▶ **Избранный отрывок**:
+---+

Женщина тащит тяжелую сумку, ребенок плачет, увидев меня, улыбается, спиной слышу, мать говорит: «Вот и Винни-Пух над тобой смеется…» Незнакомый человек здоровается со мной… Осенний ветерок обдувает меня. Подхожу к дому с чувством, что принял на себя удар, и ладно. Вхожу в дом, окончательно забыв про затрещину, а увидев тебя, спрашиваю: «Что за рожи ты там строил, что всем понравилось, покажи-ка». И мы хохочем.
И так до следующего вызова. Мать не идет в школу. А я лежу и думаю: хоть бы ночью вызвали на съемку в другой город или с репетиции не отпустили бы… Но Ванда утром плачет, и я отменяю вылет, отпрашиваюсь с репетиции, я бегу в школу занять свою позицию в углу.
Какие только мелочи достойны наших переживаний…
Я оттого и пишу эти письма, чтобы исправить что-то неправильное, и выгляжу, наверное, смешным и нелепым, как некоторые мои персонажи. Но ведь это я! В сущности, дружочек, ничего нет проще живой тревоги отцовского сердца.
Когда я один, вне дома, тоскуя, вспоминаю каждое твое слово и каждый вопрос, мне хочется бесконечно с тобой разговаривать, кажется, и жизни не хватит обо всем поговорить. Но знаешь, что самое главное, я это понял после смерти своей мамы, нашей бабушки. Эх, Андрюша, есть ли в твоей жизни человек, перед которым ты не боишься быть маленьким, глупым, безоружным, во всей наготе своего откровения? Этот человек и есть твоя защита.
А я уже скоро буду дома.
Отец
Ленинград. 10.Х.74
Андрей,
выжигать по дереву шаржи – это что-то новенькое, но, если тебе работа нравится и уж если шарж на меня тебе подарил сам художник, повесь, конечно, на стенку – пусть все смеются .
Мне всегда доставалось и от актерской братии, и от художников особенно – ничего не скажешь, подходящий случай для карикатуры. Нарисовал шар или колобок, посередине нос картошкой и брови лохматые – кто такой? – Леонов. Шутки, розыгрыши, пародии точно воздух в актерской среде. Но не всегда я был жертвой. Однажды, помню, отважился на актерское хулиганство. Это было на спектакле «Ученик дьявола» в Театре имени Станиславского. Пьесу Бернарда Шоу мы репетировали с каким-то воодушевлением, играли хорошо, и зрители всегда принимали. Но спектакль был подвижный, живой, все время менялся в нюансах, точно нам всем хотелось его «доиграть». И когда Женя Урбанский вошел в спектакль – он Ричарда играл, – я почувствовал, что происходят перемены и в моем герое Кристи. Обычно Кристи – смешной и жалкий дурачок, ему невдомек, что его показания на суде помогли врагам брата. А тут, понимаешь, мы с Женей так сроднились, что стало ясно: между Ричардом и Кристи – любовь, нежность, они понимают друг друга. И когда Ричарда уводили, Кристи был в отчаянии. Хотя сознание его не могло охватить всего, что произошло, но он чувствовал: произошло нечто ужасное. Я предложил Жене, чтобы, уходя, Ричард гладил Кристи по голове. Все шло как будто так, как и было, но все прочитывалось по-иному. И мы долго работали, нам нужны были репетиции, чтобы все выверить, уточнить, прожить, ведь мое поведение немножко менялось и в других сценах.

+---+

(Извлечённые записи)
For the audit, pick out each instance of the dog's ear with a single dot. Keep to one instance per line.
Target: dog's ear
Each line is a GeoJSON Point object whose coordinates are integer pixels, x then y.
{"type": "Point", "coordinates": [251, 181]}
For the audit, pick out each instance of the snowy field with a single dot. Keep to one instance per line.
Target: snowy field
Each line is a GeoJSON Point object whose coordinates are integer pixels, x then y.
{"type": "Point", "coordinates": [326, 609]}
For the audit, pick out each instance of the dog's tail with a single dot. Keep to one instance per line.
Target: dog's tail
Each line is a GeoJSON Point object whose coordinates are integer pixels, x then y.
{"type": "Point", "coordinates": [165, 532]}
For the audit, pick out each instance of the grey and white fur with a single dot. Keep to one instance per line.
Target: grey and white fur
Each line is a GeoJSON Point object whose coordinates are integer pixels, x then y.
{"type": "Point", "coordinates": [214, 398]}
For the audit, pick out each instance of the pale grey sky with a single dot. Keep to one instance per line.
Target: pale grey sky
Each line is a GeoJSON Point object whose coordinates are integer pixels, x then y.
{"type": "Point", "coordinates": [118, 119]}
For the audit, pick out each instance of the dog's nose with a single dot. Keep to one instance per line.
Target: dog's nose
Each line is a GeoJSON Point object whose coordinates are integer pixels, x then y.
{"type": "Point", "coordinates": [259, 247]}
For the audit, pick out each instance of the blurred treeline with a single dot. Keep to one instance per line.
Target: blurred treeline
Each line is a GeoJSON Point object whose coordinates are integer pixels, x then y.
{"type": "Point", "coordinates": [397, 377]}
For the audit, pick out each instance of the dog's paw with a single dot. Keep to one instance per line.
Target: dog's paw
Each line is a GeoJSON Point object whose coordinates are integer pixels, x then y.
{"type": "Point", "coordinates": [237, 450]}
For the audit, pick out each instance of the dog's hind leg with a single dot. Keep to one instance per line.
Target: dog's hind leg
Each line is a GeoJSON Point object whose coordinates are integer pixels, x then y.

+---+

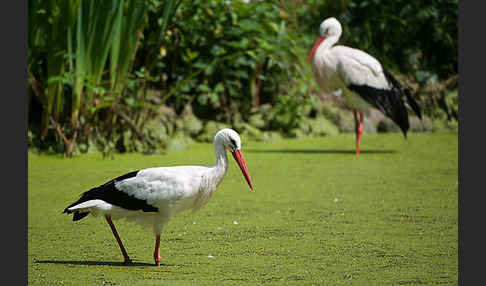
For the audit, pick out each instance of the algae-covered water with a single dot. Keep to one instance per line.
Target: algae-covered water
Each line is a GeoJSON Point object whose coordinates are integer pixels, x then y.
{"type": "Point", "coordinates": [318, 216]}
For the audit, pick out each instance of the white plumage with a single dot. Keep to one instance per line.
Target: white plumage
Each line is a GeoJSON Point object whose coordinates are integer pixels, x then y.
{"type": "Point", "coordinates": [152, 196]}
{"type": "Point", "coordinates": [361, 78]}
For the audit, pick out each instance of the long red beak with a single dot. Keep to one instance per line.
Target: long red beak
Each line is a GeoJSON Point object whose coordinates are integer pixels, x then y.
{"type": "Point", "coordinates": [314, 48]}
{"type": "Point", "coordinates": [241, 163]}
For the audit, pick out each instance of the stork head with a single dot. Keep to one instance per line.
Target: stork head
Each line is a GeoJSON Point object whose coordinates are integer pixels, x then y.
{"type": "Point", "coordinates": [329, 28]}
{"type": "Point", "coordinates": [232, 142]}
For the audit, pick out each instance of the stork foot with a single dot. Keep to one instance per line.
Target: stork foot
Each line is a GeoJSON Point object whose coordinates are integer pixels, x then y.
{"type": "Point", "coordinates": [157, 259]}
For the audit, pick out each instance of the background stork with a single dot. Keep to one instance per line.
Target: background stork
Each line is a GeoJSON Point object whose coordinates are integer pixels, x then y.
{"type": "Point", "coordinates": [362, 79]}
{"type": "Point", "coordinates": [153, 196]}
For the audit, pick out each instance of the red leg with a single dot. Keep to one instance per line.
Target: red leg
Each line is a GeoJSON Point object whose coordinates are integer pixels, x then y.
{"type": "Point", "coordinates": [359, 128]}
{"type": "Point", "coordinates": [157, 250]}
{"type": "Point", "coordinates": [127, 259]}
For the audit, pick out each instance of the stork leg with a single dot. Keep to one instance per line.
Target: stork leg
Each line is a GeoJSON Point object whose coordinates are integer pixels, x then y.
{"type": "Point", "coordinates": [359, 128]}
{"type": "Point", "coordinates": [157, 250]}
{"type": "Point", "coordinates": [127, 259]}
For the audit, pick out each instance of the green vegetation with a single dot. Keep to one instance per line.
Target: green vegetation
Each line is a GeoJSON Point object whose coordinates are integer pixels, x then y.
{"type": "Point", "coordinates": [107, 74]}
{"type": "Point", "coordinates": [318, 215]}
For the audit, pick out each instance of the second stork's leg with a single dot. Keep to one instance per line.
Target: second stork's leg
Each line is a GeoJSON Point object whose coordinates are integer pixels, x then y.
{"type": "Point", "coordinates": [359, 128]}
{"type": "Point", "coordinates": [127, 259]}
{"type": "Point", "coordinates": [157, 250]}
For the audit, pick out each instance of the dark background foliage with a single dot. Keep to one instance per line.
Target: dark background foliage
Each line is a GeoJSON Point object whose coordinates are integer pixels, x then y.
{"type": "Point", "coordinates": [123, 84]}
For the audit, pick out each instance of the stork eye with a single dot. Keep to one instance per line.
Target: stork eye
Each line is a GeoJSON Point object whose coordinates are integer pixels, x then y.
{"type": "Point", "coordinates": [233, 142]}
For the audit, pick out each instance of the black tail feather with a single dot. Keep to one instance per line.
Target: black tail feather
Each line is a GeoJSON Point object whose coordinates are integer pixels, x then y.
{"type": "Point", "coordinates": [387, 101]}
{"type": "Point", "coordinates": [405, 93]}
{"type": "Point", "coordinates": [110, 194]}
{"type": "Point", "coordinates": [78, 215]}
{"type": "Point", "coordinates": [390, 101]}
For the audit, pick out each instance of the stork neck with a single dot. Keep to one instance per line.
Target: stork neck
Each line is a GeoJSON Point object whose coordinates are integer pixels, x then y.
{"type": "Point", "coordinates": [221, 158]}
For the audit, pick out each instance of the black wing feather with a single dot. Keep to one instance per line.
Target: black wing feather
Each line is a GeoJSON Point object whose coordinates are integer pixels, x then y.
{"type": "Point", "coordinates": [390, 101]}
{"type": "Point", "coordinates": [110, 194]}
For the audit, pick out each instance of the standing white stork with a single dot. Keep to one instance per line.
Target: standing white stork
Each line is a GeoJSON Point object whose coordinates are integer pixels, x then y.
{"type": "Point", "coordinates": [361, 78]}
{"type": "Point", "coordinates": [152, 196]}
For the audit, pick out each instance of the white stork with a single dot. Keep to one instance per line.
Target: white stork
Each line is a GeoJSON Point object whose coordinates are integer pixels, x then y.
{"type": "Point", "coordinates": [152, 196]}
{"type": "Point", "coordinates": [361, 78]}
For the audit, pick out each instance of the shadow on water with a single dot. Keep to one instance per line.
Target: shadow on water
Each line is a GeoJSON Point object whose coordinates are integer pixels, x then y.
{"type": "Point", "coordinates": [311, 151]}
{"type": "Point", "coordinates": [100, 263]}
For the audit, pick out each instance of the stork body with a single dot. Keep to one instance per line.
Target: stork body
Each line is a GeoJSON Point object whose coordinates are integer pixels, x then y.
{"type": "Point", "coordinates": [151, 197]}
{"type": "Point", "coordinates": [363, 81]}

+---+

▶ **Задания**:
- 1) Перепишите из отрывка текст от слов "Женщина тащит тяжелую" до слов "И мы хохочем.".
- 2) Ответьте по отрывку на вопросы:
(а) В каком городе и какого числа написано письмо, начинающееся обращением «Андрей»?
(б) Каким новым занятием, судя по отрывку, увлекся Андрей?
(в) В каком театре шел спектакль «Ученик дьявола»?
Эти записи получены из другого источника.

▶ **Правильные ответы**:
- 1)
Женщина тащит тяжелую сумку, ребенок плачет, увидев меня, улыбается, спиной слышу, мать говорит: «Вот и Винни-Пух над тобой смеется…» Незнакомый человек здоровается со мной… Осенний ветерок обдувает меня. Подхожу к дому с чувством, что принял на себя удар, и ладно. Вхожу в дом, окончательно забыв про затрещину, а увидев тебя, спрашиваю: «Что за рожи ты там строил, что всем понравилось, покажи-ка». И мы хохочем.

- 2)
(а) В Ленинграде, 10.Х.74.
(б) Выжиганием шаржей по дереву.
(в) В Театре имени Станиславского.